Introduction Stage III melanoma patients have an overall 5 year survival of 24–67% . For this heterogeneous group of patients, completion lymph node dissection and adjuvant therapy is recommended. The type and the timing of systemic therapy remain unclear. At University of Colorado Cancer Center, biochemotherapy is offered for stage III melanoma patients prior to and then following completion lymph node dissection. The aim of this study was to analyze the safety and efficacy of this treatment algorithm, and report its influence on surgical outcomes.
Methods Clinical and pathological information was extracted from a retrospective database on stage III melanoma patients treated from 1998-present. Eligible patients had tissue and radiological confirmation of stage III disease and administration of 2 cycles of biochemotherapy prior to and then following completion lymph node dissection. Patients were analyzed for toxicities, delays in treatment, surgical complications and survival. Statistical analysis was performed by Fisher's exact test and a Student's t test.
Results One hundred and nineteen patients were available for analysis. The mean age was 43, BMI 28, and 25% of patients had a significant medical comorbidity. Average depth of tumor was 2.5 mm, and the mean positive node count and total nodal count from the lymph node dissections were 1.5 and 20. Mean time of drain use was 19 days and 25% of all patients experienced a surgical complication. Disease free survival and overall survival were 77% and 95% at median 2.5 years follow up (range 30 days to 10 yrs). Mean time between initiation of neoadjuvant biochemotherapy to lymph node dissection was 48 days and then between lymph node dissection to the resumption of biochemotherapy was 32 days. Fifty nine patients experienced a significant toxicity and/or a delay in treatment. Drain use was significantly prolonged in the major toxicity group (22 vs 16 days, P=0.004). Disease free survival, overall survival, comorbidities, BMI, and surgical complications were similar amongst groups.
Conclusion Our data suggests that aggressive systemic treatment prior to completion lymph node dissection does not increase expected surgical complications. Despite treatment toxicities and delays, interval systemic therapy can be delivered with acceptable surgical outcomes, disease free and overall survival.

--

[EXERCISE AIM]: Rewrite the passage of the melanoma treatment study starting at "Methods Clinical and" and ending at "Student's t test.", swapping "toxicities" for "adverse effects".

Stored data entries
--

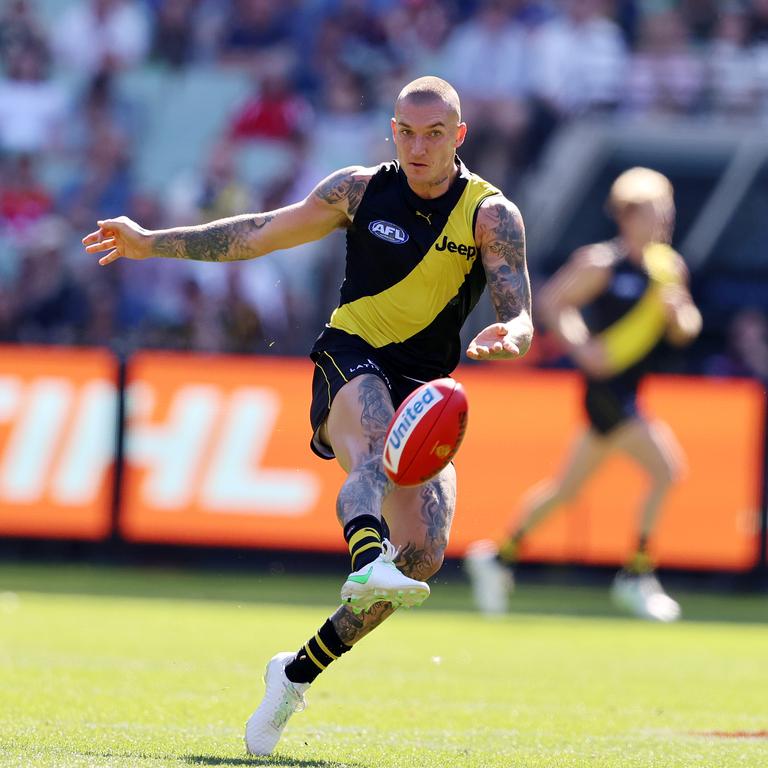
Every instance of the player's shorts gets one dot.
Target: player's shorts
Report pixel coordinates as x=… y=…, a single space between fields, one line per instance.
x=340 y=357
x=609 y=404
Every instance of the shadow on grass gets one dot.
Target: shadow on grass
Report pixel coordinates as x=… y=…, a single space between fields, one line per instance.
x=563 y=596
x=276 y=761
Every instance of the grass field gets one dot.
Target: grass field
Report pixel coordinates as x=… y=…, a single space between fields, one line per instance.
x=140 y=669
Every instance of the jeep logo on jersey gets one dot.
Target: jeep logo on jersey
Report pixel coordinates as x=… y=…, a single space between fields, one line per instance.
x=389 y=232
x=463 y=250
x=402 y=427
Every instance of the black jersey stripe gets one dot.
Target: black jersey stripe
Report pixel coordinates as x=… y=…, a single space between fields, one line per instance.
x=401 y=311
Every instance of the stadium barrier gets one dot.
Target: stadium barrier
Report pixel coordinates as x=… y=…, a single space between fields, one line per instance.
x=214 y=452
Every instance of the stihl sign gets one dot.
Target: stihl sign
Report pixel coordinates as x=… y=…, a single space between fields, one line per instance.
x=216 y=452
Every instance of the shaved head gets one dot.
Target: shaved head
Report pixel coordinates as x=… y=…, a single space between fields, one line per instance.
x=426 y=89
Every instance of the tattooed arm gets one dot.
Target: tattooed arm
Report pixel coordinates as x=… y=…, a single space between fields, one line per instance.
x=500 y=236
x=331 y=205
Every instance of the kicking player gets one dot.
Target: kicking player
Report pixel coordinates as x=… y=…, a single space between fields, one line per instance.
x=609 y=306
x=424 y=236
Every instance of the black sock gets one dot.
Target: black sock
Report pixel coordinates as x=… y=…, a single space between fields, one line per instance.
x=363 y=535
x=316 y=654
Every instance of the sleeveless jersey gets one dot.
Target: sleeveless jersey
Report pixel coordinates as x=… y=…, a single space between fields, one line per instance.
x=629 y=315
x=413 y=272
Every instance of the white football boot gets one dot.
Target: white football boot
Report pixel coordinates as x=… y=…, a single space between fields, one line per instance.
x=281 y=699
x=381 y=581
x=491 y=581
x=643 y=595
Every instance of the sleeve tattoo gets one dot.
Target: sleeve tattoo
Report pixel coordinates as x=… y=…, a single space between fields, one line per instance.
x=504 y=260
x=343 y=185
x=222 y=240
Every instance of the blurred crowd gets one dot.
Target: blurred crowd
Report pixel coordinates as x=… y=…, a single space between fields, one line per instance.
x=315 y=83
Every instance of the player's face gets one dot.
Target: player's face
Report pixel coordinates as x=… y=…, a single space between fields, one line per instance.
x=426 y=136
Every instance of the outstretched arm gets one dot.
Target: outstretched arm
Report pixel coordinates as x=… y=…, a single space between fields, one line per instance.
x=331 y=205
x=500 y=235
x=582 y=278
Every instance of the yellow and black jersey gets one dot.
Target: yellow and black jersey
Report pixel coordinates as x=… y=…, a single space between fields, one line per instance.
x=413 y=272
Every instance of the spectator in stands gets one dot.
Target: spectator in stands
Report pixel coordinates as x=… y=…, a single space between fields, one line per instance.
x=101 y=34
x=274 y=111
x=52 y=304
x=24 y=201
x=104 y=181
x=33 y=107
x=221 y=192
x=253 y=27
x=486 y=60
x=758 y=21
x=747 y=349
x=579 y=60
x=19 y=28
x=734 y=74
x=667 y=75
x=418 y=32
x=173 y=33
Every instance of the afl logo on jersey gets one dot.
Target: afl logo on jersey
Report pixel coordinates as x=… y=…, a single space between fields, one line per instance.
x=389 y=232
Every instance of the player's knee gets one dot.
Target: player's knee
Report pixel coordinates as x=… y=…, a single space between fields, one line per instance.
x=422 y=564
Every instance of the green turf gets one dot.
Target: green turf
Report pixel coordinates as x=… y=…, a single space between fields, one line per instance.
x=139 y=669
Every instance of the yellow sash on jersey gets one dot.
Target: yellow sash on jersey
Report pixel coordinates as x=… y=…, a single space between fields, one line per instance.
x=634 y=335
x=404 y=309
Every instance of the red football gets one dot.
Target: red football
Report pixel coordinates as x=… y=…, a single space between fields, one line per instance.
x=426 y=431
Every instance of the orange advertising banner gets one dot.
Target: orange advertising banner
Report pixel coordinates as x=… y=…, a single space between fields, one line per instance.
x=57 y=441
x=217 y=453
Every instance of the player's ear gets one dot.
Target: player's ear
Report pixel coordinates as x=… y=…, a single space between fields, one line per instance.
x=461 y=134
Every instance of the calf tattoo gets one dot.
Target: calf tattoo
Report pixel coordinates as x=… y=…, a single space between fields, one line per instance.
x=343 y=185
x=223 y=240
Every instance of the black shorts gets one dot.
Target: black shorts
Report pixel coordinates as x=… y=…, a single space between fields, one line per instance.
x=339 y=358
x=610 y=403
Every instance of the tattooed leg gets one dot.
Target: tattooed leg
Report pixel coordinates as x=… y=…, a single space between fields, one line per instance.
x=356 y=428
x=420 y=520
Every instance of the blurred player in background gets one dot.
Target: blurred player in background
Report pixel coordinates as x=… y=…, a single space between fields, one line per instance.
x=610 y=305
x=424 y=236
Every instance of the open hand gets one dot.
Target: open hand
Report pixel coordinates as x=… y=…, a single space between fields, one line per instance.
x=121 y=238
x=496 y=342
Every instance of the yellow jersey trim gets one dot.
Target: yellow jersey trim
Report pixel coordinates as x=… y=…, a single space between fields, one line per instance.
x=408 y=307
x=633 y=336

--

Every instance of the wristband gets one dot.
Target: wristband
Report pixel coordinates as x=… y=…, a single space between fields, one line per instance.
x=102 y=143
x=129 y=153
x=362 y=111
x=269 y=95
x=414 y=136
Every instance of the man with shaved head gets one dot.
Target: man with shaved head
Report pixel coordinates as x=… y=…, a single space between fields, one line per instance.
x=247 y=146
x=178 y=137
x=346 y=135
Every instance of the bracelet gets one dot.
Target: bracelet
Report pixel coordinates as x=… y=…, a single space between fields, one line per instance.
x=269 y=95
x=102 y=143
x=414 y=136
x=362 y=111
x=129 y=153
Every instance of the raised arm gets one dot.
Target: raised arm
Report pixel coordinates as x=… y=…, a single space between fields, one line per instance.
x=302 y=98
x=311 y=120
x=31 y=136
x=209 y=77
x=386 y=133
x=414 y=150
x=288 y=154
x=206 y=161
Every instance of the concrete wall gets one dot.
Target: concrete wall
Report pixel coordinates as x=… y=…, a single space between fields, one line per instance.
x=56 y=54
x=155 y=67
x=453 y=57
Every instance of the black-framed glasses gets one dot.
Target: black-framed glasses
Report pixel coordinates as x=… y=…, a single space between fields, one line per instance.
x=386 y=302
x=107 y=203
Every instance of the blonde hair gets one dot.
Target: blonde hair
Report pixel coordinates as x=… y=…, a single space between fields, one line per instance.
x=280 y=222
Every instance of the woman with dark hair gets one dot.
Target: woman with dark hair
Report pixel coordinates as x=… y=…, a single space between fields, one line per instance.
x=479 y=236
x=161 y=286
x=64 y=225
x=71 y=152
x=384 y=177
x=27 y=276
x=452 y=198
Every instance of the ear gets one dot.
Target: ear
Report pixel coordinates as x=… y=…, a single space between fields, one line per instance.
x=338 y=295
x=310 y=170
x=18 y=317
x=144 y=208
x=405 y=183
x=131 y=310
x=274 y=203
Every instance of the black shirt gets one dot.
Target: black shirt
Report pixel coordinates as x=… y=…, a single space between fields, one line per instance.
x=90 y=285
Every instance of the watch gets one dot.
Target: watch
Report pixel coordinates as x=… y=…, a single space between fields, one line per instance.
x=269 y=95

--

[RESPONSE TO THE EXERCISE]:
Methods Clinical and pathological information was extracted from a retrospective database on stage III melanoma patients treated from 1998-present. Eligible patients had tissue and radiological confirmation of stage III disease and administration of 2 cycles of biochemotherapy prior to and then following completion lymph node dissection. Patients were analyzed for adverse effects, delays in treatment, surgical complications and survival. Statistical analysis was performed by Fisher's exact test and a Student's t test.